> **WORK TO DO**: Could you rewrite the listing below, starting with its first line and going on through the line containing "[(502, 168)]", keeping every line but increasing each coordinate in the point lists by 130?

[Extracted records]

§ §

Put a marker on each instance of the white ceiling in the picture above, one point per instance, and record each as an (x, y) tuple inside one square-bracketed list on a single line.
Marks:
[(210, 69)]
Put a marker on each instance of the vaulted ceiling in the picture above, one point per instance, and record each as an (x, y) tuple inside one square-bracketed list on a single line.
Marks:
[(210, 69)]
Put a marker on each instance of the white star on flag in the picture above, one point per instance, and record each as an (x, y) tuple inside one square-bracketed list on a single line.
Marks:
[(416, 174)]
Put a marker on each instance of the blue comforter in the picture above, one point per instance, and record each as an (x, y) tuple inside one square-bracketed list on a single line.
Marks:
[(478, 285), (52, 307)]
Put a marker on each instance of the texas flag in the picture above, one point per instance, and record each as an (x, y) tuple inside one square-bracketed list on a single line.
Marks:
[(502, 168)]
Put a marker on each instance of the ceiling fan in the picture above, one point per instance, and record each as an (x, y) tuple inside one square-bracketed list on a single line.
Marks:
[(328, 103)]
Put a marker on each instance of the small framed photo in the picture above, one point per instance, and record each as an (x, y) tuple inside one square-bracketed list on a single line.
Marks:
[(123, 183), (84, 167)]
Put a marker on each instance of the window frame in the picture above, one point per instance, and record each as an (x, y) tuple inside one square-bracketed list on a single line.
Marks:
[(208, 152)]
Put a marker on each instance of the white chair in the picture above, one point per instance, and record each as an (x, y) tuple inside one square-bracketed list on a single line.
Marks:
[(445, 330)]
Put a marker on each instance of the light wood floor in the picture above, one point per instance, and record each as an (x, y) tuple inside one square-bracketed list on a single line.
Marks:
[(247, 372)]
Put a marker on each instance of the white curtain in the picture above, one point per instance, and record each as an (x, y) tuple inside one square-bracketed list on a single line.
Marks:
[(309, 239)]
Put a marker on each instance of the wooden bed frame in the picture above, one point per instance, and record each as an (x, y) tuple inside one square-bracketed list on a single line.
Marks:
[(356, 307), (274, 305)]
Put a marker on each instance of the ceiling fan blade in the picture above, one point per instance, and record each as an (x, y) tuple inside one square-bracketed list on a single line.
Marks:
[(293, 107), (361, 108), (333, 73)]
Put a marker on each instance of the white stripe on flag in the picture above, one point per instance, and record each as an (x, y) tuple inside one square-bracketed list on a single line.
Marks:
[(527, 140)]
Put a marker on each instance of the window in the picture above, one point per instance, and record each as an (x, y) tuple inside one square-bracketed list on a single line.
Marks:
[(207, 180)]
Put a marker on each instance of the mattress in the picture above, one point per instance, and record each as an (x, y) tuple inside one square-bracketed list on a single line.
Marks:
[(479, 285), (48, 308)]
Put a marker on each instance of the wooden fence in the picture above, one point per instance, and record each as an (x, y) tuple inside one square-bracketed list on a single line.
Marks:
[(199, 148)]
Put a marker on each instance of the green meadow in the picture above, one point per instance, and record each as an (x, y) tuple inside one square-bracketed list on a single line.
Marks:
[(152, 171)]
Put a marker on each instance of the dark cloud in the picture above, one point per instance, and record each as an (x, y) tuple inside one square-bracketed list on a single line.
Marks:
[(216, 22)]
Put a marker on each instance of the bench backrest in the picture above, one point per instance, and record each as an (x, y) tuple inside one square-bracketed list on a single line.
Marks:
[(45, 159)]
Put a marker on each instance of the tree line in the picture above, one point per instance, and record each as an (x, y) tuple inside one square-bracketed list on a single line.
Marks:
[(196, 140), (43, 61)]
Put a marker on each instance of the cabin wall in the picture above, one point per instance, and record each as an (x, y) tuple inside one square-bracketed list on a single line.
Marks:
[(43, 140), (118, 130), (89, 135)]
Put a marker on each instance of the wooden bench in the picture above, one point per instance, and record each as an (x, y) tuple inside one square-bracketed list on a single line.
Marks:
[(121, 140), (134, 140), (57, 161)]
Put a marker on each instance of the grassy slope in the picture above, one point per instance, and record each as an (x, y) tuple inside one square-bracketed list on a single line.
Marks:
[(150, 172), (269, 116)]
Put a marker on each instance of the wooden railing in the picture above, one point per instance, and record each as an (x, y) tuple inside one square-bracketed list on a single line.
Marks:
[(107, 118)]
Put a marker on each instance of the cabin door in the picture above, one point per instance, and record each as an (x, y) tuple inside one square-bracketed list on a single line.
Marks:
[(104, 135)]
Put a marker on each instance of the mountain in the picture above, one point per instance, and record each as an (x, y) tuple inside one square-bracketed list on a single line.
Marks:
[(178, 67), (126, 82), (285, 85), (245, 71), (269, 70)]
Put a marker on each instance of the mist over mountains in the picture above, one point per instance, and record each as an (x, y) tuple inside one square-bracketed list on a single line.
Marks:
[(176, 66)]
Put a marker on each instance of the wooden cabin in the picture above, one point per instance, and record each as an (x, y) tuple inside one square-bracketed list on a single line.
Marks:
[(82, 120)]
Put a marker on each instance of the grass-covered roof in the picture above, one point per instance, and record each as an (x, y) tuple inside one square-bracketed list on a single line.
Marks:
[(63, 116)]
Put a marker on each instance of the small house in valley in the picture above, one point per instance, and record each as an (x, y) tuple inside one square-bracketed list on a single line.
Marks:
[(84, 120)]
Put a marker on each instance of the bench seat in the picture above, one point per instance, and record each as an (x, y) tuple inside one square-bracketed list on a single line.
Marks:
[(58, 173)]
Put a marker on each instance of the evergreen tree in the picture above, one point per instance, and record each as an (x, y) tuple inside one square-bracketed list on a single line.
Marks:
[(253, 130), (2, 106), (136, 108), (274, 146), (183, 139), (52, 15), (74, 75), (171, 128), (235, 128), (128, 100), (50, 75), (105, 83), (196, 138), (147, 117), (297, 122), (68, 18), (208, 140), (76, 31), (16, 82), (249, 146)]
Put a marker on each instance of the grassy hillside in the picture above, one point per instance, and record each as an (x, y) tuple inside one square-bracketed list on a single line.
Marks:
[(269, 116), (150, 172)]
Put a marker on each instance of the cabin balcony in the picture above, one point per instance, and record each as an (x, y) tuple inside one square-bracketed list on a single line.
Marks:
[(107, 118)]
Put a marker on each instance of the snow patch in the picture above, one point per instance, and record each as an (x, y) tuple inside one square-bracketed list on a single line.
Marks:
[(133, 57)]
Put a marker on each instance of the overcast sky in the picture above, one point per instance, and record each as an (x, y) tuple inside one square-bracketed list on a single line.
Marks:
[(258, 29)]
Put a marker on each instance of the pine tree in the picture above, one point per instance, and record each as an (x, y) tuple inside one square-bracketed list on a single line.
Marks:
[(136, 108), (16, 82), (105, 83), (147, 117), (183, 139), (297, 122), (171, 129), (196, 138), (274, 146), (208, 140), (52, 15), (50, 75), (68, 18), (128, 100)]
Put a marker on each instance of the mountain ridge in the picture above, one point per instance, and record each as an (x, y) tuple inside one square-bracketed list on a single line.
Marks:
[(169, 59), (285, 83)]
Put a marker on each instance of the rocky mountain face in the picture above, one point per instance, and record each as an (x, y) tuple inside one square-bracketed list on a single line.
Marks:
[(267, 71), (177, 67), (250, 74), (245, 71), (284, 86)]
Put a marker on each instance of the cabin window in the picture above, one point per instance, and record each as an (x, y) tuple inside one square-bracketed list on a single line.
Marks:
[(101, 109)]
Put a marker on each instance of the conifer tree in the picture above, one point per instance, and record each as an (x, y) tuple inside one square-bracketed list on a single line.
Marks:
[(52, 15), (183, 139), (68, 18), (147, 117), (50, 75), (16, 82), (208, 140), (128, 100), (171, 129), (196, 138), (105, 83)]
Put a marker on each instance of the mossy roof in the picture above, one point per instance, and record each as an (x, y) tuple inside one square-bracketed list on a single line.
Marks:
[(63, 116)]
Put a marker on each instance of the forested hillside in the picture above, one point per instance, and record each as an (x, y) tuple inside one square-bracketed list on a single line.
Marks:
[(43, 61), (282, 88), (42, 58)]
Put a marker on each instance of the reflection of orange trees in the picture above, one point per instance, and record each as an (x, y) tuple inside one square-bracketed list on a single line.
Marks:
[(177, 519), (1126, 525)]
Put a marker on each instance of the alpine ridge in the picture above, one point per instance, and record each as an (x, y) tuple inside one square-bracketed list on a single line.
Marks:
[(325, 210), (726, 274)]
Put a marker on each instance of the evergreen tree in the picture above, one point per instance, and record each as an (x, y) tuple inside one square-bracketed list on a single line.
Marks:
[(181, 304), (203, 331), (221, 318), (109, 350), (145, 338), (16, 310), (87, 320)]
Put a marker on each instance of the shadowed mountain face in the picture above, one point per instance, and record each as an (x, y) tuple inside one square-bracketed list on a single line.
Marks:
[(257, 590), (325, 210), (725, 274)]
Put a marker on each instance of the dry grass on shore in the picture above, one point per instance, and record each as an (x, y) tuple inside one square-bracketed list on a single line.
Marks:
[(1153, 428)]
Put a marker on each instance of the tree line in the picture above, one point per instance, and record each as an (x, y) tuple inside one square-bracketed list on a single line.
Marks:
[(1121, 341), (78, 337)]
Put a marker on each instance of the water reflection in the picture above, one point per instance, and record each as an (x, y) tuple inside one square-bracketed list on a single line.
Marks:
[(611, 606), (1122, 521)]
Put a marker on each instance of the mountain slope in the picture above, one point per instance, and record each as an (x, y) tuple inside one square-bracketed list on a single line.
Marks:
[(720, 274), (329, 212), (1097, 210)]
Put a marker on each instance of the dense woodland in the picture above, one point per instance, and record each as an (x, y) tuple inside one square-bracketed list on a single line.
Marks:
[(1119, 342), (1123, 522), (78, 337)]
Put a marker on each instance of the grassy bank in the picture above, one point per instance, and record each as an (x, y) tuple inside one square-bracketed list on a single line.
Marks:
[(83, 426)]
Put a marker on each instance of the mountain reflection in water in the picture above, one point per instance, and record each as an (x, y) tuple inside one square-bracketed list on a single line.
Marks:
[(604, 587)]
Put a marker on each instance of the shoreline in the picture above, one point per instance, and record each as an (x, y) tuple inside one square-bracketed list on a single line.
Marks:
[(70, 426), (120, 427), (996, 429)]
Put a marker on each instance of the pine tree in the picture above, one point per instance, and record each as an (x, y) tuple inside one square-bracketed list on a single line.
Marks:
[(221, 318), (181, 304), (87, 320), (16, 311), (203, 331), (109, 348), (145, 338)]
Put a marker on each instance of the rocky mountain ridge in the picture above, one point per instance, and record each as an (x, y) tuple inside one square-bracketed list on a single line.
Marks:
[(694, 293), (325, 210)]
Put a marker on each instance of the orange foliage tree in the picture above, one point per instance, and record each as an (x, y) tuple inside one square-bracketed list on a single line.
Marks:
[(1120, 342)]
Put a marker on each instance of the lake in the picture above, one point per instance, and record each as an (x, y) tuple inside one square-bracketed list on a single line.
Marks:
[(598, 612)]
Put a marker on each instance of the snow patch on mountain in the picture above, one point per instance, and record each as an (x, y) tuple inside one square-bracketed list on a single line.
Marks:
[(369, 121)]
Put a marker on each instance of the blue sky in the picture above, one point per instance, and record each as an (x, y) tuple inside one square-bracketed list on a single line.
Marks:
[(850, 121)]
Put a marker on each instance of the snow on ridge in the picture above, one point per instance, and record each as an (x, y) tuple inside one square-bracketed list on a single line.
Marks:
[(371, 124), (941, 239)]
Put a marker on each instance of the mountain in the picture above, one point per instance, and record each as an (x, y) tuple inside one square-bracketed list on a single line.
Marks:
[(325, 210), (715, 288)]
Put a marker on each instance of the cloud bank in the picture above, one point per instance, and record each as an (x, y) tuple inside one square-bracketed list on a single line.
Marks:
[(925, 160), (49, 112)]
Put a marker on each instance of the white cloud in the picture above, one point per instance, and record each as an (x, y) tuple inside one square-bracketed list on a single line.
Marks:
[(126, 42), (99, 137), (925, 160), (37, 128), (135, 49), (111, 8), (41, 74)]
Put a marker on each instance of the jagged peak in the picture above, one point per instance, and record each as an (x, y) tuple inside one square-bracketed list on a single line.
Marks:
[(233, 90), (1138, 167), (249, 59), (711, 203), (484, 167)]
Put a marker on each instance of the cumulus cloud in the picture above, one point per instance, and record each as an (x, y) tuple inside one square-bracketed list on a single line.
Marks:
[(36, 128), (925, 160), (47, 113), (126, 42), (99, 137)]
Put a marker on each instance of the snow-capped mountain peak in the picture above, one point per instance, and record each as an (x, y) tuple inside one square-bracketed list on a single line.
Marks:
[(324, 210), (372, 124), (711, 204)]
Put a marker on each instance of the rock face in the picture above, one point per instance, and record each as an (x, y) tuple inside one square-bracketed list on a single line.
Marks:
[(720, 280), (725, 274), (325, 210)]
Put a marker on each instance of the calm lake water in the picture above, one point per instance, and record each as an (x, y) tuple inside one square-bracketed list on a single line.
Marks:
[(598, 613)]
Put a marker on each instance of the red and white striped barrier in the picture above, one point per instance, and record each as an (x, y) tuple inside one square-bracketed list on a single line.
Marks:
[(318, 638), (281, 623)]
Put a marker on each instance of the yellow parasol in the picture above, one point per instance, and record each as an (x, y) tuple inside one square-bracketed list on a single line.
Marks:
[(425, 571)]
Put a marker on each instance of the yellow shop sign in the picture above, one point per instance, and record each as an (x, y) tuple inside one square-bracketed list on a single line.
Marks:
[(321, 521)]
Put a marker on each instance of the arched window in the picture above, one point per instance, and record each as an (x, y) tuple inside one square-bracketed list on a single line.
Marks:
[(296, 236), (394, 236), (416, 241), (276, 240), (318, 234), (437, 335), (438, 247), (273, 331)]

§ §

> **CORRECT RESPONSE**:
Put a marker on each instance of the white ceiling in the picture above, one point per instance, and record each as an (x, y) tuple inside one square-bracketed list on a single line.
Marks:
[(340, 199)]
Put a marker on each instance of the vaulted ceiling in the picture above, one point per instance, and record each as an (x, y) tuple inside one square-bracketed list on a single line.
Marks:
[(340, 199)]
Put a marker on each instance of the white star on flag in the picture above, one point per instance, and record each as an (x, y) tuple inside one square-bracketed list on a single line.
Marks:
[(546, 304)]
Put a marker on each instance of the blue comforter in the picture above, one point per instance, and record each as an (x, y) tuple inside one square-bracketed list on a single line.
Marks:
[(608, 415), (182, 437)]
Put a marker on each instance of the texas flag in the picture above, one point per instance, and record each as an (x, y) tuple inside one square-bracketed list on a single line.
Marks:
[(632, 298)]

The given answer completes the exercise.